GIVEN REQUEST A: Retype word for word the part of the article on Jane and Paul Peak's anniversary that begins at "Jane Peak is" and ends after "would be served.".
GIVEN REQUEST B: Continue the article on Jane and Paul Peak's 60th wedding anniversary, picking up after its last sentence.

QUOTED PASSAGE:

● ● ● ● ●

Jane Peak is a petite woman who could probably still fit into her wedding dress ... that is, if it hadn’t been sunk to the bottom of the ocean by a German submarine during the height of World War II. For her 60th wedding anniversary reception party, she wore a lace, tea-length dress and a bright smile. This time around, her husband would not be leaving to fight the most intense battles of the war.
Jane and Paul Peak were married just days after D-Day in a hometown wedding that reflected the realities of the day, mainly wartime rationing that dictated when and where they could have their wedding and what would be served.
Their wedding, according to their daughter Martha Peak, “was overrun by world events.” Paul Peak was a commissioned officer in the Coast Guard and was shipped out to fight in the war just days after their nuptials. A honeymoon was shelved for the duration of the war.
“Both the wedding and the reception were held at Jane’s parents’ home, located on a trolley line, because gas was strictly rationed. Jane chose an applesauce cake topped with a real gardenia, because it required less sugar and fewer ration coupons. She knew she was fortunate to wear a traditional wedding gown and veil, [so] after the wedding she sent it via the Red Cross to England, so that another war bride might share her fortune,” Martha Peak said.
“IT’S AT THE BOTTOM OF THE OCEAN, I’M AFRAID. When I mailed it, I included a rather long letter about our courtship and marriage. I was sure I’d get a letter back, but I never got a thing. It was sunk by a submarine, I suppose,” said Jane Peak.
She sent the dress because “in England the girls weren’t making anything as frivolous as wedding dresses at that time.”
Jo Rondestvedt, her maid of honor, said the wedding 60 years ago “was unique. It was at the family home. No one did that at the time. Of course, that didn’t factor in to the fun we had.” She added, “A lot of couples got married before the guy shipped out. But we weren’t worried for Paul. We all knew he was going.”
In fact, the Coast Guard graduated Paul Peak several months early because it needed officers to serve and military campaigns were at their most intense of the war during that time frame. “You did what you had to do then. You didn’t go around being all depressed about it,” said Jane Peak.
Celebrating their anniversary at the same time as the WW. II dedication and the start of D-Day seemed perfectly natural to the couple, because they’ve dedicated their lives to military service. But they chose to focus on life, instead of war and death, for their anniversary.
To that end, over 200 people from all across the country turned out to celebrate their 60th anniversary at Vinson Hall in McLean, where they are residents. Several wedding party members attended, as did many old friends who could also claim the remarkable 60-year benchmark. Their three children also attended the event.
THE COUPLE HELD A CHAMPAGNE BUFFET celebration for their friends and fellow residents of Vinson Hall that was a dramatic departure from the reception held so long ago at the bride’s family home. The cake was layer upon layer of pure sugar, but the couple cut the cake with the same saber Paul Peak used six decades ago in the back yard of Jane’s parents’ house.

● ● ● ● ●

MATERIAL SUPPLIED:
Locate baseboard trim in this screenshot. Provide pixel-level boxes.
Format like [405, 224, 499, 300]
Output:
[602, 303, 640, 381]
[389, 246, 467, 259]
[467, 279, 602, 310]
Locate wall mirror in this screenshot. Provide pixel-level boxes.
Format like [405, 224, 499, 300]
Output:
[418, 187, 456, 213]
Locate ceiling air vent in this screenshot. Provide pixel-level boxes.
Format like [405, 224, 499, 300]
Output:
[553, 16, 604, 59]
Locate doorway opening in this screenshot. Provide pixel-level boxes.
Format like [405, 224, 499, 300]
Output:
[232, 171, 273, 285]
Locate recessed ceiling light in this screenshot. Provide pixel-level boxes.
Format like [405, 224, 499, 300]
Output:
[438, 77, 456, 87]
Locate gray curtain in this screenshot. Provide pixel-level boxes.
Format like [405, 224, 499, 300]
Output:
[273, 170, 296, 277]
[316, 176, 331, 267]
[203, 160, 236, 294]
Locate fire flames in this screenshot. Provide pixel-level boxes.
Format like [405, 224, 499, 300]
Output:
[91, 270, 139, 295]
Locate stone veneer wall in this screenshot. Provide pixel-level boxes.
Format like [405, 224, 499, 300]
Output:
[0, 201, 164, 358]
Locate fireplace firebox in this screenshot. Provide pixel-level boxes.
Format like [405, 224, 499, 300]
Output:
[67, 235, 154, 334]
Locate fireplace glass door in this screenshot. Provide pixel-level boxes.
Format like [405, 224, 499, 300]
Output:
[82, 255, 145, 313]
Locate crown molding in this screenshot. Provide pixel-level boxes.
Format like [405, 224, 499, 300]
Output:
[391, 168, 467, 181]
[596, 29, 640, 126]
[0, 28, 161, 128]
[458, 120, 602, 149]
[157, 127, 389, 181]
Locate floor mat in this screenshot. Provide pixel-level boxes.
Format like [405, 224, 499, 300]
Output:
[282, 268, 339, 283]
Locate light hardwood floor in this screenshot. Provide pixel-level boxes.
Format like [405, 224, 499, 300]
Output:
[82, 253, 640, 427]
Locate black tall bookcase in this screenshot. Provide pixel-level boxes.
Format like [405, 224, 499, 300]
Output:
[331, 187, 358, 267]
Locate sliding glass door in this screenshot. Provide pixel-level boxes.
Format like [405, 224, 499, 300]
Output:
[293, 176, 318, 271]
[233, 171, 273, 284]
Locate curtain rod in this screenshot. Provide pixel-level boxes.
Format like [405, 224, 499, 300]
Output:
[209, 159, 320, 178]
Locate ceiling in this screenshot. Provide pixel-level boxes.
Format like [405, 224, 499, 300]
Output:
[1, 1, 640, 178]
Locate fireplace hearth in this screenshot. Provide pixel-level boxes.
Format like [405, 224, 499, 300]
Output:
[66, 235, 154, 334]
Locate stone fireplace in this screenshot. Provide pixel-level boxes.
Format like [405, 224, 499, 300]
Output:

● ● ● ● ●

EXERCISE RESPONSE A:
Jane Peak is a petite woman who could probably still fit into her wedding dress ... that is, if it hadn’t been sunk to the bottom of the ocean by a German submarine during the height of World War II. For her 60th wedding anniversary reception party, she wore a lace, tea-length dress and a bright smile. This time around, her husband would not be leaving to fight the most intense battles of the war.
Jane and Paul Peak were married just days after D-Day in a hometown wedding that reflected the realities of the day, mainly wartime rationing that dictated when and where they could have their wedding and what would be served.

EXERCISE RESPONSE B:
Of the difference, Paul Peak said, “It’s the contrast that comes with 60 years. We’re the kind of folks who like to mark milestones. The other reason is the four Peak brothers, at my mother’s funeral, said, ‘We’ve got to stop meeting like this.’”
FAMILY FRIEND HENRY LOWENSTERN, who said he and his wife are new friends, having been acquainted with the couple only 30 years, said the Peaks “have an incredible ability to share their friendship. And Paul is very, very organized. I told my wife I want him to organize my funeral because he’s so good at it,” joked Lowenstern.
Paul Peak, however, isn’t planning a funeral anytime soon. He and Jane are both vivacious athletes who were recently awarded the title of “Iron Man,” for an endurance competition held at Vinson Hall. The event included walking, biking and swimming trials. Both the Peaks regularly attend the gym and have active social lives that keep them busy and young.
“They’re in fabulous health. They’re active, they travel and they enjoy their lives and their friends. The older I get, I realize how fortunate I am to be able to appreciate my parents and see them reflect on their lives,” said Martha Peak.
When Jane Peak reflects on the past, she remembers a lot of moving. On average the couple moved every three years and ultimately made 14 homes in nearly as many states during the first 30 years of their marriage.
As Paul Peak worked his way up to the position of captain in the Coast Guard, the family endured some trying times that created strong family bonds. Their first home, for example, was a Quonset hut at the Naval Academy in Annapolis, on land that now makes up the stadium. Jane Peak describes the meager home as “the four rooms plus bath, half Quonset was 20 by 24 feet in dimension with, of course, the curved walls that define a Quonset hut. You did not sit in a chair with your back against the wall, unless you wanted a very stiff neck the next day.”
And she wouldn’t change those memories for the world. “We’ve enjoyed life in the Coast Guard tremendously. We’ve lived in some wonderful places. It’s been an exciting life and a lot of fun.”
Their loyalty to government service and to the United States was something they passed down to their children. “A sense of country, and I don’t mean blindly, was one of their values. It’s definitely a family value,” said Martha Peak.
Sixty years of happily wedded life, according to Jane Peak, are easy to accomplish. “Each one just tries to do more than their share,” said Jane Peak of her secret to a happy marriage.